Named-object pointing records:
☆ ☆ ☆ ☆ ☆ ☆ ☆

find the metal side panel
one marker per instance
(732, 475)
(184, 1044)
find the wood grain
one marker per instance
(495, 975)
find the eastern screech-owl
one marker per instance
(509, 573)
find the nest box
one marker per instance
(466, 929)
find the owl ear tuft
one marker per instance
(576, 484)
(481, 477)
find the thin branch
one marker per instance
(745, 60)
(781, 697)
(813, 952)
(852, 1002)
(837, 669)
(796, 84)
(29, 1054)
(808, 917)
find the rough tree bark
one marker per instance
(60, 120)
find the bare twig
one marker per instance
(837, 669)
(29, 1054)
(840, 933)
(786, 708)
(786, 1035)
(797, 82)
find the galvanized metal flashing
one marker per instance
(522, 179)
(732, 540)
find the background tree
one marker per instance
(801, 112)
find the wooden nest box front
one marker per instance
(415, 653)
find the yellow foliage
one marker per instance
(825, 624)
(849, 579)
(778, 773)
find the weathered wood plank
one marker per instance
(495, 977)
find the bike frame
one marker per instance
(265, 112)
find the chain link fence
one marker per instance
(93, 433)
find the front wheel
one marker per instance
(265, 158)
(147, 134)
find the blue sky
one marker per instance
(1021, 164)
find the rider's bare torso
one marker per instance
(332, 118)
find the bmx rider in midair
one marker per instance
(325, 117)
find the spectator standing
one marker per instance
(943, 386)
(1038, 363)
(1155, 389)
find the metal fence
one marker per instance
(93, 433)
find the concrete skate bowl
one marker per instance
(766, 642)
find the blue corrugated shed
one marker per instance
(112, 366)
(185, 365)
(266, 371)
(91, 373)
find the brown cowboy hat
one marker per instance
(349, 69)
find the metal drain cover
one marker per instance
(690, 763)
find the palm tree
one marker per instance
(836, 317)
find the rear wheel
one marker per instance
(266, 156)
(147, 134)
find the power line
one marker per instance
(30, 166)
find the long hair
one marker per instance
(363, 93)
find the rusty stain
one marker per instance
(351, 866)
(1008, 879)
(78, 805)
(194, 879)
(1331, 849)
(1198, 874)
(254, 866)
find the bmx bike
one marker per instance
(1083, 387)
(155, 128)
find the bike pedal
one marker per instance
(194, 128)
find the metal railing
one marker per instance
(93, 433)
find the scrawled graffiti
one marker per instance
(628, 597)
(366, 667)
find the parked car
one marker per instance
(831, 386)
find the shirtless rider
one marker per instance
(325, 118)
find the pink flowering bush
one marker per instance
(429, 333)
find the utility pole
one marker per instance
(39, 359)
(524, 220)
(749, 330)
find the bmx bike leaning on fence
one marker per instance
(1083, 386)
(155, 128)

☆ ☆ ☆ ☆ ☆ ☆ ☆

### Task goal
Reproduce the final stretch of the data above: every line from the one holding "find the front wheel" through the end, inclusive, exactly as written and nothing else.

### Task output
find the front wheel
one marker per instance
(265, 158)
(147, 134)
find the blue sky
one marker per instance
(1021, 164)
find the rider's bare torso
one marker per instance
(332, 118)
find the bmx rider in midair
one marker per instance
(325, 117)
find the spectator standing
one marker per instance
(943, 386)
(1038, 363)
(1155, 389)
find the metal fence
one marker per instance
(93, 433)
find the concrete skate bowl
one marker per instance
(766, 642)
find the blue corrugated shed
one marker per instance
(112, 366)
(185, 365)
(266, 371)
(91, 373)
find the brown cowboy hat
one marker per instance
(349, 69)
find the metal drain cover
one marker per instance
(690, 763)
find the palm tree
one marker per instance
(836, 317)
find the rear wheel
one marker per instance
(266, 156)
(147, 134)
find the power line
one marker per instance
(30, 166)
find the long hair
one marker per instance
(363, 93)
find the rusty stain
one marker per instance
(351, 866)
(1008, 879)
(78, 805)
(194, 879)
(1331, 849)
(1198, 874)
(254, 866)
find the bmx bike
one marker per instance
(1083, 387)
(155, 128)
find the bike pedal
one marker per instance
(194, 128)
find the metal railing
one marker per instance
(93, 433)
find the scrawled graffiti
one marker per instance
(628, 597)
(366, 667)
find the parked car
one marker per instance
(831, 386)
find the shirtless rider
one marker per instance
(325, 118)
find the pink flowering bush
one marker per instance
(429, 333)
find the utility pole
one marker per instance
(39, 359)
(524, 220)
(749, 330)
find the bmx bike leaning on fence
one marker per instance
(1083, 386)
(155, 128)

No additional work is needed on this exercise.